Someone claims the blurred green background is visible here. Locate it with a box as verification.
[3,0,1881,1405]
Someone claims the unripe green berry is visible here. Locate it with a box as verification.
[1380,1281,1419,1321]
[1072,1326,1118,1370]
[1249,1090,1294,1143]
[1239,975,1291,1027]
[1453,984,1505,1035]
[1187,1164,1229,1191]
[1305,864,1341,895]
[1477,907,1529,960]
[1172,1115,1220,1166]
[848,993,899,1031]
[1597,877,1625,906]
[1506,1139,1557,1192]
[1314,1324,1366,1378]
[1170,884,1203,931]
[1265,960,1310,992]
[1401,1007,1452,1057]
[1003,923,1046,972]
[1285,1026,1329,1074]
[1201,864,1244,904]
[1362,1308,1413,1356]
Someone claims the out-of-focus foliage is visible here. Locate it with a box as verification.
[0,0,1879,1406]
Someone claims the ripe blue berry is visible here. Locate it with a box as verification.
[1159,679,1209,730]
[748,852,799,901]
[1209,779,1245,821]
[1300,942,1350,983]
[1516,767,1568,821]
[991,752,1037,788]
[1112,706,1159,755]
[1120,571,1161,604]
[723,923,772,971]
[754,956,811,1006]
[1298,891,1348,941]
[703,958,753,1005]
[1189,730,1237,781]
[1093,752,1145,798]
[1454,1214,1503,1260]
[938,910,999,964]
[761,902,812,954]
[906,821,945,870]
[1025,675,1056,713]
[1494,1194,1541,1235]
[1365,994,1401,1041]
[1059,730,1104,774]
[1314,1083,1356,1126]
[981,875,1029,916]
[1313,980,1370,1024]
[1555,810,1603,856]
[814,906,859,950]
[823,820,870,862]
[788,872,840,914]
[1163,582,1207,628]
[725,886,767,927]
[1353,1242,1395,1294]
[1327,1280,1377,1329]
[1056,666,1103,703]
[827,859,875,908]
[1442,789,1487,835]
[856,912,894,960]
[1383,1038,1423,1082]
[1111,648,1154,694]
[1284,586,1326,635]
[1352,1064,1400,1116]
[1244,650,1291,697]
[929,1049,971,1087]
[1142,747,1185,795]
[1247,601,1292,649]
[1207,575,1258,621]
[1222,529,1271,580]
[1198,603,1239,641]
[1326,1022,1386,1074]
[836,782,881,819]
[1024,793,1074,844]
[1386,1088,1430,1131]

What to work on —
In the listing above, find the line containing "Someone claims the ripe" and please quote exactly that line through the last one, and no other lines.

Answer for the task —
Someone claims the ripe blue berry is visible here. Locate it with a box as verification.
[1159,679,1209,730]
[748,852,799,901]
[1209,779,1245,821]
[1300,942,1350,983]
[1516,767,1568,821]
[991,752,1037,788]
[1112,706,1159,755]
[1120,571,1161,604]
[723,923,772,971]
[754,956,811,1006]
[1298,891,1348,941]
[703,958,753,1005]
[1189,730,1237,781]
[1093,752,1145,798]
[1454,1214,1503,1260]
[938,910,999,964]
[761,902,812,954]
[906,821,945,870]
[1025,675,1056,713]
[1494,1194,1541,1235]
[1365,994,1401,1041]
[1059,730,1104,774]
[1314,1083,1356,1126]
[981,875,1029,916]
[1313,980,1370,1024]
[1555,810,1603,856]
[814,906,859,950]
[823,820,870,862]
[788,872,840,914]
[1163,582,1207,628]
[725,886,767,927]
[1353,1242,1395,1294]
[1327,1280,1377,1329]
[1056,666,1103,703]
[827,859,875,908]
[1442,789,1487,835]
[856,912,894,960]
[1383,1038,1423,1082]
[1111,648,1154,694]
[1284,586,1326,635]
[1352,1064,1400,1116]
[1244,650,1291,697]
[929,1049,971,1087]
[1142,747,1185,795]
[1247,601,1292,649]
[1207,575,1258,621]
[1222,529,1271,580]
[1198,603,1239,641]
[1326,1022,1386,1074]
[836,782,881,819]
[1024,793,1074,844]
[1386,1088,1430,1131]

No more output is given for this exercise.